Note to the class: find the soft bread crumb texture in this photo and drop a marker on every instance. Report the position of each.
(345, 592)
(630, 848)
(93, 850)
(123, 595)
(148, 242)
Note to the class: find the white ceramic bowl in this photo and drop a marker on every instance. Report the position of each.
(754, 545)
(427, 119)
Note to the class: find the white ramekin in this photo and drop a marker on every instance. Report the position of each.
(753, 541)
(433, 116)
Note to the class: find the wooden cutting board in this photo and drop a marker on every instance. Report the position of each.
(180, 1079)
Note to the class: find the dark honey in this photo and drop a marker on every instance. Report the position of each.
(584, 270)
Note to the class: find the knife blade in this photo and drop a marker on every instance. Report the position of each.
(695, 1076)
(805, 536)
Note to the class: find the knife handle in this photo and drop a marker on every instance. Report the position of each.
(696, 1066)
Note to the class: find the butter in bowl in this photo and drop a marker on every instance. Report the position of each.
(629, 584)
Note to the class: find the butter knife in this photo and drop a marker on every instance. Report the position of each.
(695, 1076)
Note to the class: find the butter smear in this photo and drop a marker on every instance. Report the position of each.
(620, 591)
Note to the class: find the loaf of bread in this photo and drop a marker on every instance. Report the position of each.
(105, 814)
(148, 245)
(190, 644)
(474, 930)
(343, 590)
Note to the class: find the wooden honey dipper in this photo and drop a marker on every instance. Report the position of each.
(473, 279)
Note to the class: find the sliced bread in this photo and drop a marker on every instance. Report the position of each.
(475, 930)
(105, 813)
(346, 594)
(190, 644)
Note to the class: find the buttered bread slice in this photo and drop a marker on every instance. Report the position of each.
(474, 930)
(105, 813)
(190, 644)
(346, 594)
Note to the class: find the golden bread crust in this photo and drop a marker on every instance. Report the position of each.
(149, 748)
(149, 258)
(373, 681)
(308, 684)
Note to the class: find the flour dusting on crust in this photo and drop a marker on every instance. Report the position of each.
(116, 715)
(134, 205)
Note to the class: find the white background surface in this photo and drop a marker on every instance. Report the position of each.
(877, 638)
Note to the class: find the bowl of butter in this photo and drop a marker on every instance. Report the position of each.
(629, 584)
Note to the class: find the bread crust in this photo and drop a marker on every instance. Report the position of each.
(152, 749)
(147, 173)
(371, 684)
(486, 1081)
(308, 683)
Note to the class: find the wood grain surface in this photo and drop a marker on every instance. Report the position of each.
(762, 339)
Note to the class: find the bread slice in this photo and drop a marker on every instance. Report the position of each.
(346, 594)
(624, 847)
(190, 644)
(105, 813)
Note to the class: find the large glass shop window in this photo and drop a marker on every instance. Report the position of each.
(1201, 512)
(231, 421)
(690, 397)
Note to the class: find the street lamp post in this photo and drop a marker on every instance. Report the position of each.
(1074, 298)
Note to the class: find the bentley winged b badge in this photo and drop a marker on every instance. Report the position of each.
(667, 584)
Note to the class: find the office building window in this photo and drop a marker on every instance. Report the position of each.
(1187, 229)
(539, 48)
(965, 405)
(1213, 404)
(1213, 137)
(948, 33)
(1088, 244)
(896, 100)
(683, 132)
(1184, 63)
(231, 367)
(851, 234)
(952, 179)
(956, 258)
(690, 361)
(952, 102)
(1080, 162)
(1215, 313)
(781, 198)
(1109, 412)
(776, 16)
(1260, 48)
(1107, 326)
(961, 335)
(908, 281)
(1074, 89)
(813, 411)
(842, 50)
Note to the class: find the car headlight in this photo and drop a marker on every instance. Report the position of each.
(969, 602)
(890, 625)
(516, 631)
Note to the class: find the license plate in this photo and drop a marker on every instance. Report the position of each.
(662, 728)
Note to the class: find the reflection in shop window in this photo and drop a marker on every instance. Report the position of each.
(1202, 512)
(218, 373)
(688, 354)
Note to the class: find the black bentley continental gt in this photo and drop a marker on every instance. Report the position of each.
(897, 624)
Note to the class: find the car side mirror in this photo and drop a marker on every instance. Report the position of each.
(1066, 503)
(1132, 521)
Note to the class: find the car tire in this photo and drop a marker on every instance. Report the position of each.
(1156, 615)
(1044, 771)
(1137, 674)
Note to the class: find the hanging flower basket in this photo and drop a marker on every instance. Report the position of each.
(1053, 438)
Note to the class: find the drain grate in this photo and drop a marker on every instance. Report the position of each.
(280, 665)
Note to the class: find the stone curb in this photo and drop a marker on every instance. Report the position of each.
═══
| EXERCISE |
For this task, copy exactly the line with "Note to the class: find the black" and the lines that come after it, stopping at the end of the material above.

| RESULT |
Note to the class: find the black bentley continental gt in this photo and drop a marker on every instance. Report the position of each.
(897, 624)
Note to the class: find the car side mirror in this photo and drop a marker on every instance. Report the position of each.
(1066, 503)
(1132, 521)
Note to the class: find the car tire in this photo and drop a marker on every instance. Report the position of each.
(1156, 615)
(1044, 771)
(1137, 674)
Note to the class: find the hanging flower basket in this photo and drop a marker on every instance. Report the position of each.
(1053, 438)
Note to the class: find the drain grate in this photo and drop a marker on every instance. Report the position of each.
(280, 665)
Note to the class: find the stone curb in this photo and drop a marker on every instance. Report the position of each.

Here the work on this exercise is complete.